*TASK TO CARRY OUT*: Retype exactly the lines below, beginning with the first and ending with the line where "coordinates: whole pixels, x" appears.
◆ ◆ ◆ ◆ ◆
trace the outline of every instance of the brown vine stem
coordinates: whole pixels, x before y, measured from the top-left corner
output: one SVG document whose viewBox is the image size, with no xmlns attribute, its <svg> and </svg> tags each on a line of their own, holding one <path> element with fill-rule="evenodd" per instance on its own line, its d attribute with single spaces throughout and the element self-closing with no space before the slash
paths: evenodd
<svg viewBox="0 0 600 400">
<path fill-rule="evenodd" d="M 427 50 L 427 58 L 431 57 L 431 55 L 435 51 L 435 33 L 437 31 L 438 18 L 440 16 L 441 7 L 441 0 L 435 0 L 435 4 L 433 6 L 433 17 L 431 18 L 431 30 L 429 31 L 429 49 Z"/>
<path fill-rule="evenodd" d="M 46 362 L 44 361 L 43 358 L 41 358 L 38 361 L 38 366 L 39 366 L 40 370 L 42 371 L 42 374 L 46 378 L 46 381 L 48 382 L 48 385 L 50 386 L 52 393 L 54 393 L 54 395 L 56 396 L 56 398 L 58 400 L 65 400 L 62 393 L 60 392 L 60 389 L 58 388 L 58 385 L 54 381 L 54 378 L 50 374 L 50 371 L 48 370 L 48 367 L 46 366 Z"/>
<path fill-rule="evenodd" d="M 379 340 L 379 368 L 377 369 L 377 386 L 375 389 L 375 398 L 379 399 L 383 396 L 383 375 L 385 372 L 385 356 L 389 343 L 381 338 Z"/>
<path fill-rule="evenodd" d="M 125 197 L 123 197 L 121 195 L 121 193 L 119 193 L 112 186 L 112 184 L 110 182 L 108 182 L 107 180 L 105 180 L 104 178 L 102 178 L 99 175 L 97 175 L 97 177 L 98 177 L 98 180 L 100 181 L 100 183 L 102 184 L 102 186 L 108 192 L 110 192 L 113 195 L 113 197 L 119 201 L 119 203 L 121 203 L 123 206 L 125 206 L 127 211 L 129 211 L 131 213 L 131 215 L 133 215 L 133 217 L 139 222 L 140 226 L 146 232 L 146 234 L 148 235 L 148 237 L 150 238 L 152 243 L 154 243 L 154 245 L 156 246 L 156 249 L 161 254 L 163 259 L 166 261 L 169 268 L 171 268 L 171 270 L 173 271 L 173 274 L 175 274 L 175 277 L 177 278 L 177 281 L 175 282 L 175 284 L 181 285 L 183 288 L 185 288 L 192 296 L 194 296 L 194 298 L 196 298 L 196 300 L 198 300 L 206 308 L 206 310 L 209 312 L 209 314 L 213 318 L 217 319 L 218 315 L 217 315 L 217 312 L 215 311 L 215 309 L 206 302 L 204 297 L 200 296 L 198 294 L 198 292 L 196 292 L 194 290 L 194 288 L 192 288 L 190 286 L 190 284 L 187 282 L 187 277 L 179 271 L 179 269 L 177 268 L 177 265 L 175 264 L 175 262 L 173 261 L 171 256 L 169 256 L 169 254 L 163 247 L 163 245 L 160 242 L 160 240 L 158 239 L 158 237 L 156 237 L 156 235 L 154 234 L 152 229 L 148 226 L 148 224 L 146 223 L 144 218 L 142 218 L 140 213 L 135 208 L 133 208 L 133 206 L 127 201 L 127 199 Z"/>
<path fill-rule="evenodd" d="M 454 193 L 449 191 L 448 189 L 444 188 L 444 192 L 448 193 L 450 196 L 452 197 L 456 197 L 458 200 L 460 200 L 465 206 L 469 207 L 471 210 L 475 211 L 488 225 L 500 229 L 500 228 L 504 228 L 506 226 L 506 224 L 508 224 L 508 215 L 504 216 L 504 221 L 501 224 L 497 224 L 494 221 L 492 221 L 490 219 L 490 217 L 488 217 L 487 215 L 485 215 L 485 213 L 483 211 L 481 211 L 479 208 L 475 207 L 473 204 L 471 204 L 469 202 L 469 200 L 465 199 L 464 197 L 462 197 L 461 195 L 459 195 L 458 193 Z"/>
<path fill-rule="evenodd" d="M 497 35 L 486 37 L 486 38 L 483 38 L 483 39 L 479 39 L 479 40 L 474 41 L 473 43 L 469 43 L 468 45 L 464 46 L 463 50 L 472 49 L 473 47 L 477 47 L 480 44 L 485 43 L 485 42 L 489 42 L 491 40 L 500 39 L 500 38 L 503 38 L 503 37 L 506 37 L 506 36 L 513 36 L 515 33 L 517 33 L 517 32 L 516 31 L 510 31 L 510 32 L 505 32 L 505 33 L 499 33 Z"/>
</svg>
◆ ◆ ◆ ◆ ◆
*RESPONSE*:
trace the outline of every instance of the brown vine stem
coordinates: whole pixels, x before y, measured from the top-left corner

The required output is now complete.